Was bis eben noch passend war, greift nicht mehr. Der Körper fordert einen neuen Umgang und die Gesellschaft verändert ihren uns gegenüber. Wir müssen uns neu orientieren. Und kommen zu großen Erkenntnissen
Nicht mehr vermittelbar? Auch gut!
Früher habe ich mit langhaarigen Jünglingen aus meiner Abschlussklasse zu Angie von den Rolling Stones geschwooft. Die Erkenntnis, dass ich mit Anfang sechzig sogar für diese gleichaltrigen Männer uninteressant geworden bin, schlug bei mir ein, als kürzlich ein solcher mit mir flirtete.
Während ich begann, zarte Keime der Verliebtheit in meinem Herz zu züchten, traf ich ihn wenige Tage später mit einer deutlich Jüngeren im Arm, mit der er jetzt fest zusammen ist. Er winkte mir freundlich zu. Ich, die täglich in Jeans auf dem Fahrrad herumturnt und bei guter Musik jederzeit bereit ist, wieder wild und sinnlich zu tanzen, begriff in dieser Sekunde, dass ich ein Auslaufmodell geworden war wie Generationen von Frauen vor mir.
■ ■ ■ ■
> _AUFGABENSTELLUNG_:
Gib den Abschnitt des Textes über das Älterwerden wieder, der bei den Worten „Früher habe ich“ beginnt und nach „Frauen vor mir.“ endet, und ersetze darin „Fahrrad“ durch „Roller“. Das Material hat keinen Bezug zum Text über das Älterwerden.

> _BEREITGESTELLTES MATERIAL_:
■ ■ ■ ■
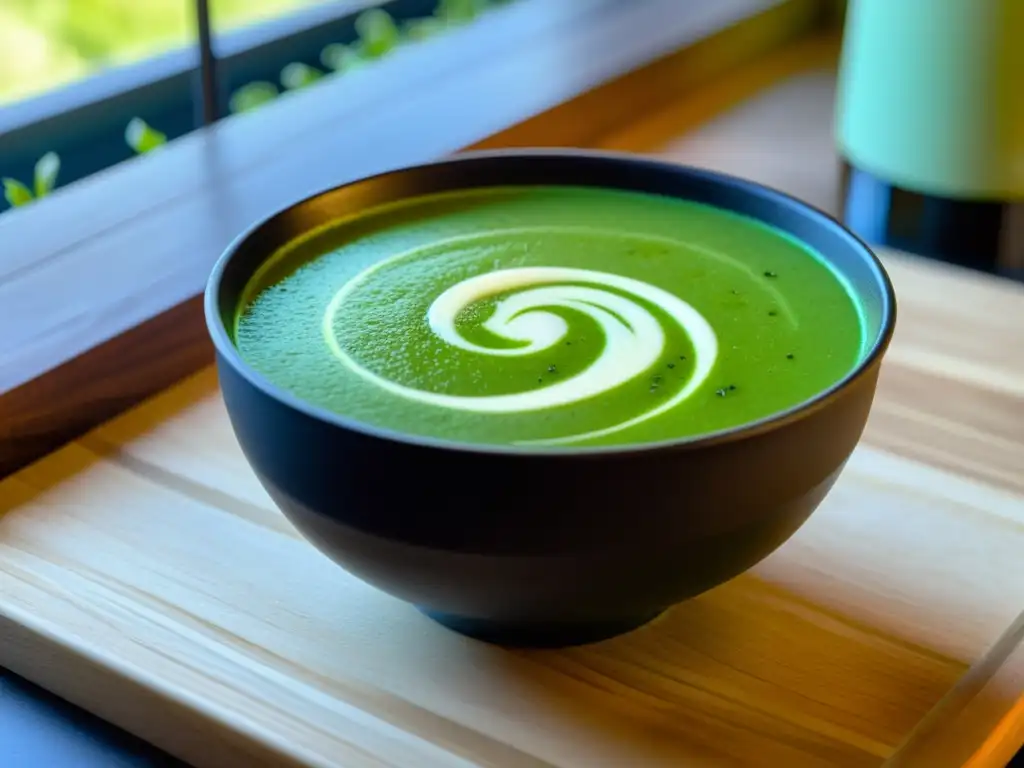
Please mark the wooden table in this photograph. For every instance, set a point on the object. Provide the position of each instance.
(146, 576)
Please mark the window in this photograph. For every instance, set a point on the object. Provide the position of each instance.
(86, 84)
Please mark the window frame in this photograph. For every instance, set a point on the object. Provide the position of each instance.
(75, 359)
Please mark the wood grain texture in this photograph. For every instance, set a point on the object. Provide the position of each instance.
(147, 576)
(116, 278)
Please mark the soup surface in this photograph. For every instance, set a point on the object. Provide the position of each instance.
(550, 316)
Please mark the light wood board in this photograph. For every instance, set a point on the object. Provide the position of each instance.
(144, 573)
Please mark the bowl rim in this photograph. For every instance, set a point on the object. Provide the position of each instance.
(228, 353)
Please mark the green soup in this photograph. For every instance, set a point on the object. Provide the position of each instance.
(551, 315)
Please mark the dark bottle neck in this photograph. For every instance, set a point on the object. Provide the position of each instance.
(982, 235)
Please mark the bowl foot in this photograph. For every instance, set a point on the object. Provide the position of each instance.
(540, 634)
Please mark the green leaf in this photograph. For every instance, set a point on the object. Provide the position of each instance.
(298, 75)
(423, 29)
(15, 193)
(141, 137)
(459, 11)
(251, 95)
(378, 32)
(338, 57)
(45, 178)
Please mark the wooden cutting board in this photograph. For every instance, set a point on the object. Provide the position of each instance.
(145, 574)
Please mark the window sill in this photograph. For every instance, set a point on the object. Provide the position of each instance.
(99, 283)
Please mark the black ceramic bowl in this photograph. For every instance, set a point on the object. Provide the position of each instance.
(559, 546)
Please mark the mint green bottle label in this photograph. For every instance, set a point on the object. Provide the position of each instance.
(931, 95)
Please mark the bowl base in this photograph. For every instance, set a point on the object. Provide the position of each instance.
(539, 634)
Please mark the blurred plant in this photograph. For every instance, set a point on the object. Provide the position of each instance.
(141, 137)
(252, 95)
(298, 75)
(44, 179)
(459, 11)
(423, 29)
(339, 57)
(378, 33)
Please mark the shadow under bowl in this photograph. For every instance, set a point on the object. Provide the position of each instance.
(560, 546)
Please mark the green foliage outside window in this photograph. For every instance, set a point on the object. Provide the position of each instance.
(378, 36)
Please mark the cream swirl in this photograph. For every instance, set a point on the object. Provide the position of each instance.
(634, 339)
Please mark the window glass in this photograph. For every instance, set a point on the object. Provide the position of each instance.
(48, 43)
■ ■ ■ ■
> _ANTWORT_:
Früher habe ich mit langhaarigen Jünglingen aus meiner Abschlussklasse zu Angie von den Rolling Stones geschwooft. Die Erkenntnis, dass ich mit Anfang sechzig sogar für diese gleichaltrigen Männer uninteressant geworden bin, schlug bei mir ein, als kürzlich ein solcher mit mir flirtete.
Während ich begann, zarte Keime der Verliebtheit in meinem Herz zu züchten, traf ich ihn wenige Tage später mit einer deutlich Jüngeren im Arm, mit der er jetzt fest zusammen ist. Er winkte mir freundlich zu. Ich, die täglich in Jeans auf dem Roller herumturnt und bei guter Musik jederzeit bereit ist, wieder wild und sinnlich zu tanzen, begriff in dieser Sekunde, dass ich ein Auslaufmodell geworden war wie Generationen von Frauen vor mir.